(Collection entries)
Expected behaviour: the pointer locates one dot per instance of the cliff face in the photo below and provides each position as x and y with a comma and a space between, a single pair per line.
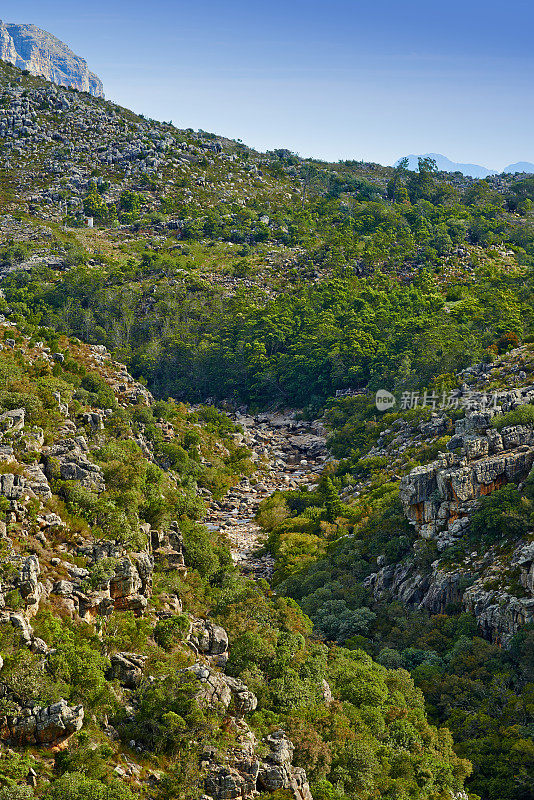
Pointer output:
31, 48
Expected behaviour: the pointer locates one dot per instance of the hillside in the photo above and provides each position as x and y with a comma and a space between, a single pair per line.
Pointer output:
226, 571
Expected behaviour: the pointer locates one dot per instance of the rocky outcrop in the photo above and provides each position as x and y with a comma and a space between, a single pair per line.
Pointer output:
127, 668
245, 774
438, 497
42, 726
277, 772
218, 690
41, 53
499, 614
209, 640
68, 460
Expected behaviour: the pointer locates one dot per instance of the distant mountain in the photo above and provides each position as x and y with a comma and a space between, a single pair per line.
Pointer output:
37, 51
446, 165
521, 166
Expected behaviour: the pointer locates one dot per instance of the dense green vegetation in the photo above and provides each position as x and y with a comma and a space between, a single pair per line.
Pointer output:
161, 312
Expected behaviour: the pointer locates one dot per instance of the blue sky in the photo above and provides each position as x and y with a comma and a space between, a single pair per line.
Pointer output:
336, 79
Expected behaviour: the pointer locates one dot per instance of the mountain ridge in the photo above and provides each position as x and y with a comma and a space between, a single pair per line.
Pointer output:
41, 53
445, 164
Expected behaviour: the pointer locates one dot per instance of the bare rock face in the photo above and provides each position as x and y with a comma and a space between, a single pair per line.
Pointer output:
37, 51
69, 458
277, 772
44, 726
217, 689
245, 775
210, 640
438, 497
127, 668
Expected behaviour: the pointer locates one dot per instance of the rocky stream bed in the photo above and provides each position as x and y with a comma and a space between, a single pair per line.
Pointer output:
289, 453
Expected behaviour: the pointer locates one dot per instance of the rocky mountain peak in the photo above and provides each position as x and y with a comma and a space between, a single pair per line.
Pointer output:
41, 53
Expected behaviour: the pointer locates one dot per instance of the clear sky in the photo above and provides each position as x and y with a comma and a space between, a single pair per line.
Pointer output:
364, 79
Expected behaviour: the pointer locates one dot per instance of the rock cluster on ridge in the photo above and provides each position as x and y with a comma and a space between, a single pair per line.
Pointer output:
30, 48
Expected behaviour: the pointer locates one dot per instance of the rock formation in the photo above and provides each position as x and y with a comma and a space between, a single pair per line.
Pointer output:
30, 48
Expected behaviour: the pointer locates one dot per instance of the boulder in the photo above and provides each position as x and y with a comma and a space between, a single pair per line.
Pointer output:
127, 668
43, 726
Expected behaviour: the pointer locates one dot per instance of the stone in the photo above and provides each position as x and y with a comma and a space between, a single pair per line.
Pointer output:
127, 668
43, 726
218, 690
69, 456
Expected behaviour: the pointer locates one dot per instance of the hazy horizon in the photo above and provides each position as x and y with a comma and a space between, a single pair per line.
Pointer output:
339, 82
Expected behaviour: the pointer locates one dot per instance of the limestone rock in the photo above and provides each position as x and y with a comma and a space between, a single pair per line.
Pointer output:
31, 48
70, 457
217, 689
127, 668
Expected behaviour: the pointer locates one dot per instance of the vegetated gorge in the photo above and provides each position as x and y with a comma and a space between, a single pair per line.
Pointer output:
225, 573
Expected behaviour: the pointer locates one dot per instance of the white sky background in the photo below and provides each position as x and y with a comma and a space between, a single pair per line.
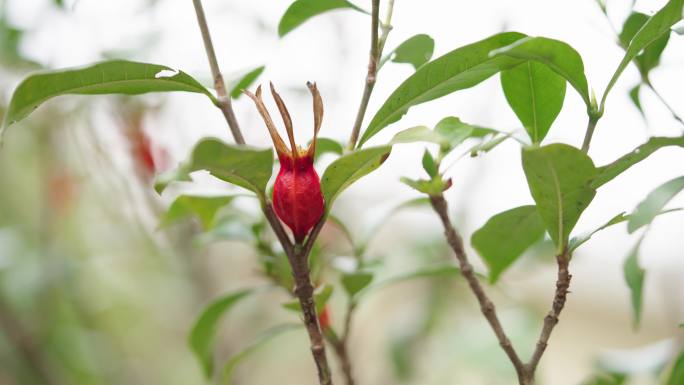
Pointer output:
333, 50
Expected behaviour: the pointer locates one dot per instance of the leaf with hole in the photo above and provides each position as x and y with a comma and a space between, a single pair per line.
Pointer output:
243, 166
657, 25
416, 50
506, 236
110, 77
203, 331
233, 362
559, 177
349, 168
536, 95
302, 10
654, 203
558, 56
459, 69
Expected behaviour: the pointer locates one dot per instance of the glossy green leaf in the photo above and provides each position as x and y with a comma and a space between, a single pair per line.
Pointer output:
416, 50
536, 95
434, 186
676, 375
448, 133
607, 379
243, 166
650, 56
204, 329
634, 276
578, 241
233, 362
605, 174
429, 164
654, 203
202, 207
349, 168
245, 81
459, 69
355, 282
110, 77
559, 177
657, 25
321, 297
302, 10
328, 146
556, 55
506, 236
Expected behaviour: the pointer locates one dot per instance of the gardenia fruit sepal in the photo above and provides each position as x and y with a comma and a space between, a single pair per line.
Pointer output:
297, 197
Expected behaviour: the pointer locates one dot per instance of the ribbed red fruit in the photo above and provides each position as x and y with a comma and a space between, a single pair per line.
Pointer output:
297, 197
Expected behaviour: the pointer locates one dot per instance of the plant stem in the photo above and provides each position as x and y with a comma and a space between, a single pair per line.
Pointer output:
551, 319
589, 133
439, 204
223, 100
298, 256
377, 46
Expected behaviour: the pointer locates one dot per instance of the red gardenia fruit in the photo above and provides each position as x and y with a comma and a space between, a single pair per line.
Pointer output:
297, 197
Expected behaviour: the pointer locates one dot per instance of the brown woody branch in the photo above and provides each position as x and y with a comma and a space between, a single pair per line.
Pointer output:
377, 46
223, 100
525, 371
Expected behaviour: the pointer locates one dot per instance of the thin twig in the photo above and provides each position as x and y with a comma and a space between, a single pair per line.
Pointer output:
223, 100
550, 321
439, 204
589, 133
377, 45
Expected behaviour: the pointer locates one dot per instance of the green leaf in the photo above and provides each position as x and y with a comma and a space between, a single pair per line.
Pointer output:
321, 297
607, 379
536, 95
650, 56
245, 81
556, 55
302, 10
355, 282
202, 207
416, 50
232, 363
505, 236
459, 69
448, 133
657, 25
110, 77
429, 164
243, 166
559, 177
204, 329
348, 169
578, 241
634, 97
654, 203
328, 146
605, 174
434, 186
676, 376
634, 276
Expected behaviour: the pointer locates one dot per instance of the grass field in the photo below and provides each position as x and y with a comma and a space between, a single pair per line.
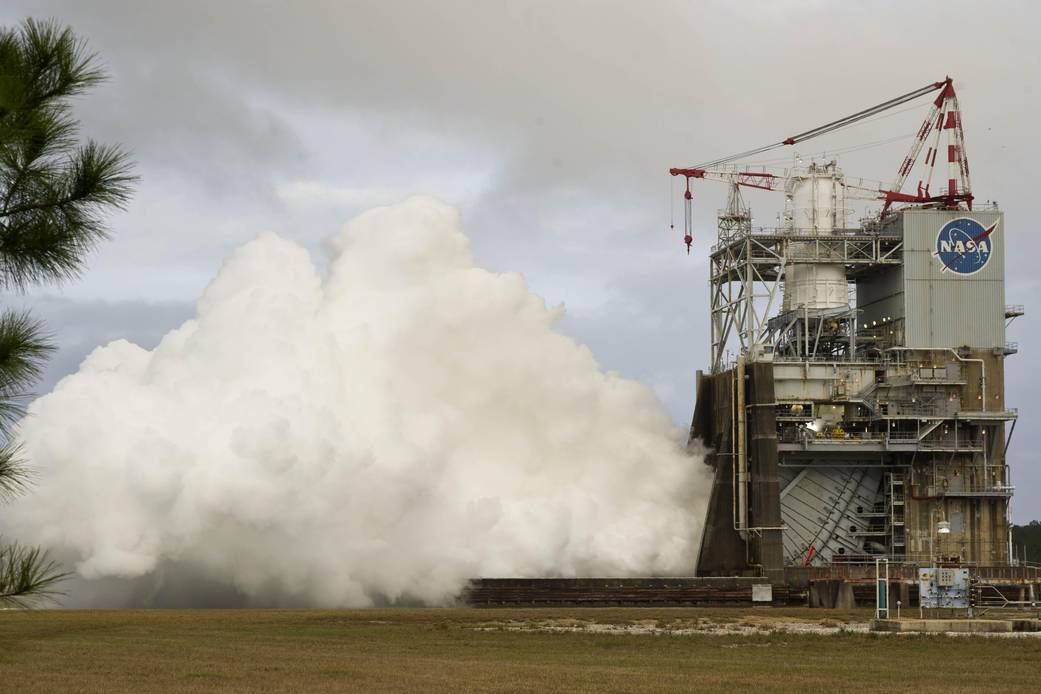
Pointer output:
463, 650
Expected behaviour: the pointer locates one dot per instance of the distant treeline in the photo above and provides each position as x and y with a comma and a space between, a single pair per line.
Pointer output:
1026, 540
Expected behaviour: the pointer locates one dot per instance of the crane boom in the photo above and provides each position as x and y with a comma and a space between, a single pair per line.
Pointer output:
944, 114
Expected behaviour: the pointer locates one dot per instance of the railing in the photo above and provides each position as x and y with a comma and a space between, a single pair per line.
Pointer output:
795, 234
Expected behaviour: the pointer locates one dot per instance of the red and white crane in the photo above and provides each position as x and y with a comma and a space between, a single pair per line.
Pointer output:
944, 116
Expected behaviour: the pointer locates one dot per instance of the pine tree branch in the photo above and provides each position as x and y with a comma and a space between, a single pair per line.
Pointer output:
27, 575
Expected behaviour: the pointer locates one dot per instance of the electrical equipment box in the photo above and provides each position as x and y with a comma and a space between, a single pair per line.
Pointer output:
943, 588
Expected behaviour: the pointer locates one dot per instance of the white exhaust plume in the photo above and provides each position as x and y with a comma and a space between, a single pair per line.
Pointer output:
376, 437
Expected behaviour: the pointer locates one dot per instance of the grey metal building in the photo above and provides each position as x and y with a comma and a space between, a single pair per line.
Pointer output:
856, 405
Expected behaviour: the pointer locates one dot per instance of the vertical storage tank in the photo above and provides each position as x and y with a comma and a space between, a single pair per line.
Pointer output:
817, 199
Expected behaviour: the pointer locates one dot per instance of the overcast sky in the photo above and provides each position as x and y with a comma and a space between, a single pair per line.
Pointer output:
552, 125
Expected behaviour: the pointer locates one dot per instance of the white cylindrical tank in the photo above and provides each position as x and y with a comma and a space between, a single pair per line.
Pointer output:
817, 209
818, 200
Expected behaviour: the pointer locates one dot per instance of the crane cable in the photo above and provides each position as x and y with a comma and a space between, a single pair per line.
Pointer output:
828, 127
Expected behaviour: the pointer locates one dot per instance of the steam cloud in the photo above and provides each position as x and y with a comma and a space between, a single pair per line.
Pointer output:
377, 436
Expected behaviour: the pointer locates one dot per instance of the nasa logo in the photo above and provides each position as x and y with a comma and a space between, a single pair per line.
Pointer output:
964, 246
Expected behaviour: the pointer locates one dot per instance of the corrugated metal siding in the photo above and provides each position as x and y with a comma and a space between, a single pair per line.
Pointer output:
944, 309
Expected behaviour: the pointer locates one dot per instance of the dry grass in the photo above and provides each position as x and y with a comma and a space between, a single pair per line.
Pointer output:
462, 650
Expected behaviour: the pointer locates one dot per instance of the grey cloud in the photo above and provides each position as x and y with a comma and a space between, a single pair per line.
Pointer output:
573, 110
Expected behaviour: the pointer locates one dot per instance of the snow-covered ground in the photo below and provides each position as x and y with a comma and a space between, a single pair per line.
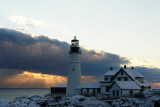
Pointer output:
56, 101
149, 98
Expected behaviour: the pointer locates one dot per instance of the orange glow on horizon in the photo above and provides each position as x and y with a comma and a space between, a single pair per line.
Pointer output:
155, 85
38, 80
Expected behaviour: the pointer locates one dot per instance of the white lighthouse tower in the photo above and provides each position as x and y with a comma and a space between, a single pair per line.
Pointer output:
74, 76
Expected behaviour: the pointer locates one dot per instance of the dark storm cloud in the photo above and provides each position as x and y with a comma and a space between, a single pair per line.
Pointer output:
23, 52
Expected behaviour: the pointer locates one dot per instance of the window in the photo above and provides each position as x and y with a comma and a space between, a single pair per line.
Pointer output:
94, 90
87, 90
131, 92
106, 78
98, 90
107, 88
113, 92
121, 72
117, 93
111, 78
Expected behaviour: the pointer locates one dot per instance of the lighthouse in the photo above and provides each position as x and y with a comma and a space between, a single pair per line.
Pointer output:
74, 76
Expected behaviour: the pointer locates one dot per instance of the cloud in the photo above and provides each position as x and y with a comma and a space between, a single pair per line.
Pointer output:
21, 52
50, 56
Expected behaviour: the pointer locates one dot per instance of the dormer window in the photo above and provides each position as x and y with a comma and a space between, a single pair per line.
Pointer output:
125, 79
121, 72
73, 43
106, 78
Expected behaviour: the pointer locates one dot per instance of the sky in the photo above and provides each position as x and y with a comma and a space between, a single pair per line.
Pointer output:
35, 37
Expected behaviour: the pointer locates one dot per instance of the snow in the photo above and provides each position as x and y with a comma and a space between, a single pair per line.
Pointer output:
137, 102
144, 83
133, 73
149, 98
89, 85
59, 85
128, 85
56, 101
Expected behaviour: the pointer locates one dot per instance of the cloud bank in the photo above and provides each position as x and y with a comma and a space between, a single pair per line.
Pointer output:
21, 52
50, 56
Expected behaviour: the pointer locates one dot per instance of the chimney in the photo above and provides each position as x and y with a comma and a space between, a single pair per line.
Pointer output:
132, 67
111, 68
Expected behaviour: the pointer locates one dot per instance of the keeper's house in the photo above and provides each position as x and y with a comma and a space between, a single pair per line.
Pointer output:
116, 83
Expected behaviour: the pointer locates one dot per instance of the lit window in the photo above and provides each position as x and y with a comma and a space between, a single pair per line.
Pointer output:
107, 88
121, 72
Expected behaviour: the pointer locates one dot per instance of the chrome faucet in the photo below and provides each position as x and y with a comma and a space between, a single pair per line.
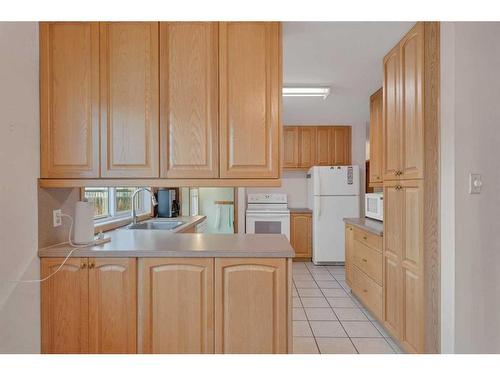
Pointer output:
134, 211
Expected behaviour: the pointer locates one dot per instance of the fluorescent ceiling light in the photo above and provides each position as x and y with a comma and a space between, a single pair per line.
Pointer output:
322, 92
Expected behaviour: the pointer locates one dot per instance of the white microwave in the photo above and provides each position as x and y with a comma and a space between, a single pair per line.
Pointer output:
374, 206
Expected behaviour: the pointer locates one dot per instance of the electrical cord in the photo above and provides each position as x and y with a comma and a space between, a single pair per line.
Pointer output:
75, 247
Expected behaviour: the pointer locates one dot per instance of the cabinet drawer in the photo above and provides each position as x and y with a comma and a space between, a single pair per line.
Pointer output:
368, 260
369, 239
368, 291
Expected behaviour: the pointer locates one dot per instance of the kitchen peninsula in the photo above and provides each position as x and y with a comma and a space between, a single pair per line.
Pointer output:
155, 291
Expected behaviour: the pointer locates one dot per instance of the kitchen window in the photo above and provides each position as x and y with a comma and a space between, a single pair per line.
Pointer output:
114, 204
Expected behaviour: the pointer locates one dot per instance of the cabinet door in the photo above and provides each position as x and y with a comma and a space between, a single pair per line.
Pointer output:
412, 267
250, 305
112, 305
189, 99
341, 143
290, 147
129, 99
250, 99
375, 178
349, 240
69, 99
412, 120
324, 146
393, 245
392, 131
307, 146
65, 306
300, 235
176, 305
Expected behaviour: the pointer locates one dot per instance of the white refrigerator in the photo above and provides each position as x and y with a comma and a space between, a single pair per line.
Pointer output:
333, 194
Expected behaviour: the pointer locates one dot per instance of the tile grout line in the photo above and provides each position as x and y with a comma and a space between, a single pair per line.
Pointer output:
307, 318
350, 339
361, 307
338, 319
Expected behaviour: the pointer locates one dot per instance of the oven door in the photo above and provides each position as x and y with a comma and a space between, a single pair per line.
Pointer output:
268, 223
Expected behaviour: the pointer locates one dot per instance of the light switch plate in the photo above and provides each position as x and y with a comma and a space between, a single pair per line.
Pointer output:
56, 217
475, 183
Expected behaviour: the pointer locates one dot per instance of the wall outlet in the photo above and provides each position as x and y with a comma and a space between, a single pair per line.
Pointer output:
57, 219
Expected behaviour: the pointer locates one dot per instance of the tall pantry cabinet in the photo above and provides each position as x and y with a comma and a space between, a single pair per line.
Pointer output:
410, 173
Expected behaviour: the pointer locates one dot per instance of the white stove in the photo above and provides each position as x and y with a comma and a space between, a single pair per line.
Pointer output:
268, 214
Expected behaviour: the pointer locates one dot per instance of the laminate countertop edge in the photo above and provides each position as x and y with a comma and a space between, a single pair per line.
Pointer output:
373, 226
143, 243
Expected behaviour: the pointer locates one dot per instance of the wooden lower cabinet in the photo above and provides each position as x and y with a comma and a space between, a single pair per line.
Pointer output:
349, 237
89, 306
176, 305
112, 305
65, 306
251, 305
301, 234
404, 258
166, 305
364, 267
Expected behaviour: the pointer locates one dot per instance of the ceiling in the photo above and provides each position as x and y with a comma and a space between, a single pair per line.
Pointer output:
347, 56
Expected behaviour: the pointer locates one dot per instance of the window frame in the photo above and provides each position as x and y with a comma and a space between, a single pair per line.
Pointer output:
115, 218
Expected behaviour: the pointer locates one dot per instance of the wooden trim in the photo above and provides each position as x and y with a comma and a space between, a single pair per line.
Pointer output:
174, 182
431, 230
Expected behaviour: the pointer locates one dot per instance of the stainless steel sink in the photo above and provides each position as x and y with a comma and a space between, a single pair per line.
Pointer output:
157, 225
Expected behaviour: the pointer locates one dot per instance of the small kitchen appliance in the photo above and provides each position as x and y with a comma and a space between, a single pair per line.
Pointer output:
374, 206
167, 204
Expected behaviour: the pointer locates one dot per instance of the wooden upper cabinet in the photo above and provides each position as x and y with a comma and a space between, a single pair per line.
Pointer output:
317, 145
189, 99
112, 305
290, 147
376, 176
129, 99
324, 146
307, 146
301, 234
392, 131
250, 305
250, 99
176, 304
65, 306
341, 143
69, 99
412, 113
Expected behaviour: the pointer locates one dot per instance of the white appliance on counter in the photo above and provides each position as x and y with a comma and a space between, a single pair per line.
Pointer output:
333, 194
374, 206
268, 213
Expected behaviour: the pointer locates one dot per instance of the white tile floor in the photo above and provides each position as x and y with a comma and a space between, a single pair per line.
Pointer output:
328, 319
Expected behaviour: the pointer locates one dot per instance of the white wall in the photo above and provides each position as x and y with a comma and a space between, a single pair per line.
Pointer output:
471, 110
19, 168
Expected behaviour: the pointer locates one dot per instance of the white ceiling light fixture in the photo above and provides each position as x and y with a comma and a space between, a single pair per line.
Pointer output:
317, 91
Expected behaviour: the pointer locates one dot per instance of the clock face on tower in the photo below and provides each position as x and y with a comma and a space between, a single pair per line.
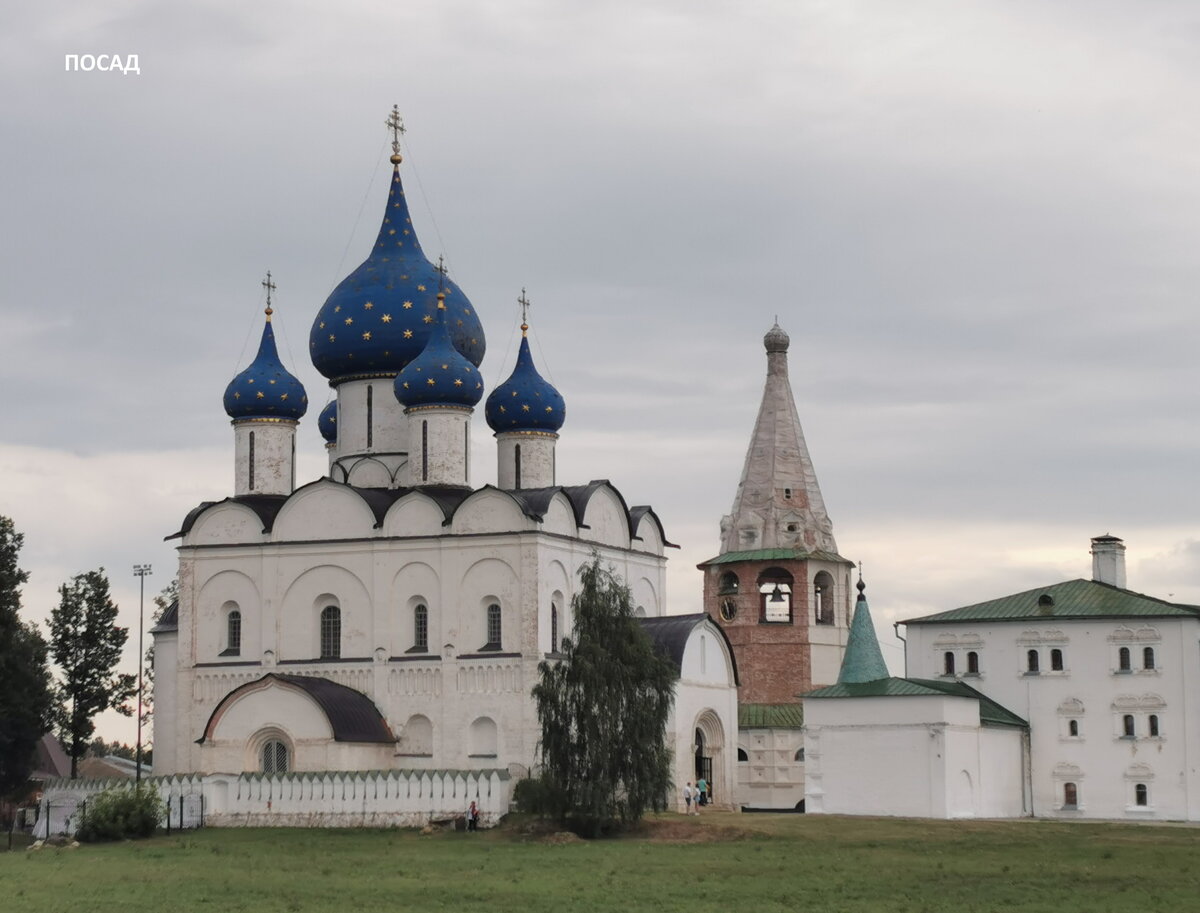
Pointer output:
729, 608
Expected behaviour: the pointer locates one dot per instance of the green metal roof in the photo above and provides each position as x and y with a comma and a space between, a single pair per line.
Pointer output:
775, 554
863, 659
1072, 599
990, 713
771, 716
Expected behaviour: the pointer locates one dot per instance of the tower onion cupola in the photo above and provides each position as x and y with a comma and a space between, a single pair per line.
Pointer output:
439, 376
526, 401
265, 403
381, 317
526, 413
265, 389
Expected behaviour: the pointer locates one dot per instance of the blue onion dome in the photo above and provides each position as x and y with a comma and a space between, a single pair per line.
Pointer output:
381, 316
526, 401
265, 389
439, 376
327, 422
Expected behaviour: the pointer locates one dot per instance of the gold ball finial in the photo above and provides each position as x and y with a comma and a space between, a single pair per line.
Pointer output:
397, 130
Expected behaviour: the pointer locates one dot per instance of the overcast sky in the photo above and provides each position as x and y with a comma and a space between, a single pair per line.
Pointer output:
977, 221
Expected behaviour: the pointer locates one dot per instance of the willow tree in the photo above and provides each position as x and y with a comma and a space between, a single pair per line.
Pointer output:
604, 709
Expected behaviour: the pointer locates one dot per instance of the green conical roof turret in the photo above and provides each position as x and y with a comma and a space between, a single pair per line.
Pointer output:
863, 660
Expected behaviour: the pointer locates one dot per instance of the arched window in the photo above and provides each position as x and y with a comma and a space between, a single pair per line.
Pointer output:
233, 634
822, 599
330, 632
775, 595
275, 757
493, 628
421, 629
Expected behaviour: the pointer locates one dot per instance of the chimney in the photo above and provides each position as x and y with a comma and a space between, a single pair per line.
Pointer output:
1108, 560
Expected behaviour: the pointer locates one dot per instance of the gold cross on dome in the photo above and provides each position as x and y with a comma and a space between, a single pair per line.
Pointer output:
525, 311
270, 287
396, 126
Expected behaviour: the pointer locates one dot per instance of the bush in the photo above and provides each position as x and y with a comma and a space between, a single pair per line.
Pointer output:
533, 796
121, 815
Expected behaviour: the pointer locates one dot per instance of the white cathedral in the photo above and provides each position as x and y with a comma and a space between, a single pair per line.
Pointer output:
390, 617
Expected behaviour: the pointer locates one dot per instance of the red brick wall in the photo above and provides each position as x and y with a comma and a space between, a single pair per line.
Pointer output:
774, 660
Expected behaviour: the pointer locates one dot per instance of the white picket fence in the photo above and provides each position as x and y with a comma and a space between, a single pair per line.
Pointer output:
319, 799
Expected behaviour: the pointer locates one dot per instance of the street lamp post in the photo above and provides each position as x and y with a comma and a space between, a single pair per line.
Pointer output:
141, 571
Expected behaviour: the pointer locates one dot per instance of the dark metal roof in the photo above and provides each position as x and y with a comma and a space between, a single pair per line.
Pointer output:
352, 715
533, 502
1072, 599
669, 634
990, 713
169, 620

Work instruction
Please count the lines above that hold the string "crane" and reply with the number alone.

Finished exercise
3